San Jose/Santa Cruz, 3. April 2020 (geno). Das mittelamerikanische Land Costa Rica ist stark genossenschaftlich geprägt. Ob es deswegen gleich als Genossenschaftsland bezeichnet werden kann, wie das der Deutsche Genossenschafts- und Raiffeisenverband (DGRV) tut, ist zu bezweifeln. Das Urteil fußt auf dem Tatbestand, dass zehn Prozent der Einwohner von Costa Rica Genossenschaftsmitglieder sind. Hierzu ist anzumerken das der ICA – der Weltverband der Genossenschaftsbewegung, in seiner Statistik davon ausgeht, dass mindestens 12% der Weltbevölkerung genossenschaftlich organisiert sind. Aber auch in der Grundsatzfrage, eine Genossenschaft gesteuert wird, unterscheidet sich der vom DRGV vertretene Deutsche Weg vom weltweit gültigen Standard.

> KURZE ÜBUNG A
Ermittle, in wie vielen Zeilen der Datensätze die Zeichenfolge „suit“ vorkommt, und nenne nur diese Zahl.

> DATEN

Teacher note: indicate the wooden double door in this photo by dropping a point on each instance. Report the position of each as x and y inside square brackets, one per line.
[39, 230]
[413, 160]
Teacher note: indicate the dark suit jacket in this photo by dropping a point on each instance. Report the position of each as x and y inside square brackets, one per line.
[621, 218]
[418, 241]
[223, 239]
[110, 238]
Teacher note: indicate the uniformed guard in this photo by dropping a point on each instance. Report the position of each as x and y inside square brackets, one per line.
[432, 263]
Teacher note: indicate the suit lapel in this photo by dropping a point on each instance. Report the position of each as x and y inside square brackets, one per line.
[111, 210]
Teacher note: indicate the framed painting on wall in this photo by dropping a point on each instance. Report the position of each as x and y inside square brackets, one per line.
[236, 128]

--

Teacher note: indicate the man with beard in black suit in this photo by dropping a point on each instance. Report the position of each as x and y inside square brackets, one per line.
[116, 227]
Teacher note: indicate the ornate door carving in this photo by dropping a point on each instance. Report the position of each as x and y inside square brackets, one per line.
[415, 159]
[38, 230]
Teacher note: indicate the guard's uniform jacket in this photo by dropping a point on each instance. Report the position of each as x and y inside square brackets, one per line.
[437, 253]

> KURZE ÜBUNG B
Prüfe bitte, ob die folgenden Aussagen mit der Quelle übereinstimmen, und beantworte jede mit Ja oder Nein samt den entscheidenden Worten der Quelle im genauen Wortlaut.
(i) Zehn Prozent der Einwohner Costa Ricas sind Genossenschaftsmitglieder.
(ii) Die Quelle schließt sich der Bezeichnung Costa Ricas als Genossenschaftsland ohne Vorbehalt an.
(iii) Laut der Statistik des ICA sind höchstens 12 % der Weltbevölkerung genossenschaftlich organisiert.

> VOLLSTÄNDIGE ANTWORT A
3

> VOLLSTÄNDIGE ANTWORT B
(i) Ja: „dass zehn Prozent der Einwohner von Costa Rica Genossenschaftsmitglieder sind“
(ii) Nein: „Ob es deswegen gleich als Genossenschaftsland bezeichnet werden kann, wie das der Deutsche Genossenschafts- und Raiffeisenverband (DGRV) tut, ist zu bezweifeln.“
(iii) Nein: „dass mindestens 12% der Weltbevölkerung genossenschaftlich organisiert sind“